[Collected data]
□ □ □
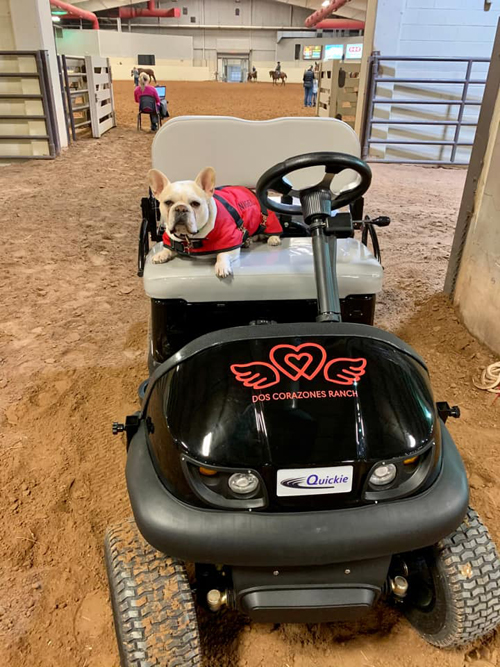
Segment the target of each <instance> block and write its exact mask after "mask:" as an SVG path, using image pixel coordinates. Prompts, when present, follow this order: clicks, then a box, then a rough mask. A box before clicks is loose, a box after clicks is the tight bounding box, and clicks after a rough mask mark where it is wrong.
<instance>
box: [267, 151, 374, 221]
mask: <svg viewBox="0 0 500 667" xmlns="http://www.w3.org/2000/svg"><path fill="white" fill-rule="evenodd" d="M307 167H325V175H324V177H323V180H322V181H321V182H320V183H318V184H317V185H315V186H312V187H309V188H305V189H303V190H294V189H293V187H292V185H291V183H290V182H289V181H287V180H286V176H288V174H291V173H292V172H293V171H297V170H298V169H306V168H307ZM345 169H352V170H353V171H355V172H356V173H357V174H359V176H360V177H361V178H360V182H359V183H358V184H357V185H356V186H354V187H353V188H350V189H349V190H344V191H343V192H341V193H340V194H338V195H337V196H336V197H335V196H334V195H333V193H332V192H331V190H330V185H331V182H332V180H333V178H334V177H335V176H336V175H337V174H340V172H341V171H344V170H345ZM371 180H372V171H371V169H370V167H369V166H368V165H367V164H366V162H363V160H360V159H359V158H357V157H354V156H353V155H348V154H347V153H332V152H329V151H320V152H317V153H306V154H305V155H296V156H295V157H291V158H288V160H285V161H284V162H280V163H278V164H276V165H275V166H274V167H271V168H270V169H268V170H267V171H266V172H265V173H264V174H262V176H261V177H260V178H259V182H258V183H257V197H258V198H259V201H260V203H261V204H262V206H264V207H265V208H266V209H269V210H271V211H274V212H275V213H284V214H285V215H299V214H303V215H304V220H306V221H307V220H308V219H309V218H311V216H315V215H323V216H324V215H329V214H330V213H331V211H335V210H337V209H339V208H342V207H343V206H347V205H348V204H352V203H353V202H355V201H356V200H357V199H359V197H362V196H363V195H364V193H365V192H366V191H367V190H368V188H369V187H370V183H371ZM270 190H274V191H275V192H279V193H280V194H282V195H290V196H292V197H298V198H299V199H300V206H298V205H296V204H284V203H281V202H276V201H273V200H271V199H270V198H269V191H270Z"/></svg>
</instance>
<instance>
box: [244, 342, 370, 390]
mask: <svg viewBox="0 0 500 667" xmlns="http://www.w3.org/2000/svg"><path fill="white" fill-rule="evenodd" d="M365 368H366V359H363V358H358V359H352V358H350V357H339V358H338V359H331V360H329V361H328V359H327V354H326V350H325V348H324V347H322V346H321V345H318V344H317V343H302V345H288V344H280V345H275V346H274V347H273V349H272V350H271V352H270V353H269V362H267V361H253V362H251V363H248V364H233V365H232V366H231V372H232V373H233V374H234V375H235V376H236V379H237V380H238V382H241V383H242V384H243V385H244V386H245V387H249V388H251V389H267V387H272V386H274V385H275V384H278V382H279V381H280V380H281V378H282V377H287V378H288V379H290V380H293V381H294V382H295V381H297V380H299V379H301V378H304V380H313V379H314V378H315V377H316V376H317V375H319V373H322V374H323V378H324V379H325V380H326V381H327V382H332V383H333V384H340V385H348V386H352V385H353V384H354V383H355V382H359V380H360V378H361V377H362V376H363V375H364V374H365Z"/></svg>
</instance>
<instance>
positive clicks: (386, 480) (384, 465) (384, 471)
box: [369, 463, 398, 486]
mask: <svg viewBox="0 0 500 667" xmlns="http://www.w3.org/2000/svg"><path fill="white" fill-rule="evenodd" d="M397 471H398V469H397V468H396V466H395V465H394V463H382V464H380V465H378V466H377V467H376V468H375V470H374V471H373V472H372V474H371V475H370V480H369V481H370V484H371V485H372V486H385V485H387V484H390V483H391V482H393V481H394V480H395V479H396V473H397Z"/></svg>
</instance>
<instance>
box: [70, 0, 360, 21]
mask: <svg viewBox="0 0 500 667" xmlns="http://www.w3.org/2000/svg"><path fill="white" fill-rule="evenodd" d="M277 1H278V2H282V3H284V4H287V5H296V6H297V7H305V8H307V9H310V10H311V13H312V12H314V11H315V10H316V9H319V8H320V7H321V5H322V1H321V0H277ZM367 2H368V0H350V2H348V3H347V4H346V5H344V6H343V7H342V9H341V10H340V11H338V12H335V14H332V16H334V17H339V18H340V17H345V18H349V19H357V20H359V21H364V20H365V17H366V5H367ZM72 4H74V5H78V6H79V7H81V8H82V9H86V10H87V11H89V12H99V11H105V10H107V9H114V8H115V7H124V6H126V5H133V4H139V3H134V2H130V0H72Z"/></svg>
□ □ □
* [Work instruction]:
Copy out all the data exactly, skipping the pictures.

* [Answer for the task]:
Segment the target of each <instance> block and write its exact mask after "mask:" as an SVG path, using image pixel coordinates. Prompts, when present, follow this order: clicks, then a box, then a rough mask. A box before clicks is loose, a box after clicks is the tight bounding box, and clicks after a rough mask mark where it is wrong.
<instance>
box: [267, 151, 374, 221]
mask: <svg viewBox="0 0 500 667" xmlns="http://www.w3.org/2000/svg"><path fill="white" fill-rule="evenodd" d="M307 167H325V175H324V177H323V180H322V181H321V182H320V183H318V184H317V185H315V186H312V187H309V188H305V189H303V190H294V189H293V187H292V185H291V183H290V182H289V181H287V180H286V176H288V174H291V173H292V172H293V171H297V170H298V169H306V168H307ZM345 169H352V170H353V171H355V172H356V173H357V174H359V176H360V177H361V178H360V182H359V183H358V184H357V185H356V186H354V187H353V188H350V189H349V190H344V191H343V192H341V193H340V194H338V195H337V196H336V197H335V196H334V195H333V193H332V192H331V190H330V185H331V182H332V180H333V178H334V177H335V176H336V175H337V174H340V172H341V171H344V170H345ZM371 180H372V171H371V169H370V167H369V166H368V165H367V164H366V162H363V160H360V159H359V158H357V157H354V156H353V155H348V154H347V153H332V152H329V151H320V152H317V153H306V154H305V155H296V156H295V157H291V158H288V160H285V161H284V162H280V163H278V164H276V165H275V166H274V167H271V168H270V169H268V170H267V171H266V172H265V173H264V174H262V176H261V177H260V178H259V182H258V183H257V197H258V198H259V201H260V203H261V204H262V206H264V207H265V208H266V209H269V210H271V211H274V212H275V213H284V214H285V215H299V214H303V215H304V220H306V221H307V220H308V219H309V218H311V216H315V215H323V216H324V215H329V214H330V213H331V211H335V210H337V209H339V208H342V207H343V206H347V205H348V204H352V203H353V202H355V201H356V200H357V199H359V197H362V196H363V195H364V193H365V192H366V191H367V190H368V188H369V187H370V183H371ZM270 190H274V191H275V192H279V193H280V194H282V195H290V196H292V197H298V198H299V199H300V206H298V205H296V204H284V203H281V202H276V201H273V200H271V199H270V198H269V191H270Z"/></svg>
</instance>
<instance>
box: [244, 342, 370, 390]
mask: <svg viewBox="0 0 500 667" xmlns="http://www.w3.org/2000/svg"><path fill="white" fill-rule="evenodd" d="M365 368H366V359H363V358H358V359H352V358H350V357H339V358H338V359H331V360H329V361H328V359H327V354H326V350H325V348H324V347H322V346H321V345H318V344H317V343H302V345H288V344H280V345H275V346H274V347H273V349H272V350H271V352H270V353H269V362H267V361H253V362H251V363H248V364H233V365H232V366H231V372H232V373H233V374H234V375H235V376H236V379H237V380H238V382H241V383H242V384H243V385H244V386H245V387H249V388H251V389H267V387H272V386H274V385H275V384H278V382H279V381H280V380H281V378H282V377H287V378H288V379H290V380H293V381H294V382H295V381H297V380H299V379H301V378H304V380H313V379H314V378H315V377H316V376H317V375H319V373H322V374H323V378H324V379H325V380H326V381H327V382H332V383H333V384H340V385H348V386H352V385H353V384H354V383H355V382H359V380H360V378H361V377H362V376H363V375H364V374H365Z"/></svg>
</instance>
<instance>
positive clicks: (386, 480) (384, 465) (384, 471)
box: [369, 463, 398, 486]
mask: <svg viewBox="0 0 500 667" xmlns="http://www.w3.org/2000/svg"><path fill="white" fill-rule="evenodd" d="M397 471H398V469H397V468H396V466H395V465H394V463H382V464H380V465H378V466H377V467H376V468H375V470H374V471H373V472H372V474H371V475H370V480H369V481H370V484H371V485H372V486H385V485H387V484H390V483H391V482H393V481H394V480H395V479H396V473H397Z"/></svg>
</instance>
<instance>
box: [70, 0, 360, 21]
mask: <svg viewBox="0 0 500 667" xmlns="http://www.w3.org/2000/svg"><path fill="white" fill-rule="evenodd" d="M277 1H278V2H282V3H284V4H287V5H296V6H297V7H305V8H307V9H310V10H311V13H312V12H314V11H315V10H316V9H319V8H320V7H321V5H322V1H321V0H277ZM367 2H368V0H350V2H348V3H347V4H346V5H344V6H343V7H342V9H341V10H340V11H338V12H335V14H332V16H334V17H339V18H340V17H345V18H349V19H357V20H359V21H364V20H365V17H366V5H367ZM72 4H74V5H78V6H79V7H81V8H82V9H86V10H87V11H89V12H99V11H105V10H107V9H114V8H115V7H124V6H126V5H133V4H139V3H134V2H130V0H72Z"/></svg>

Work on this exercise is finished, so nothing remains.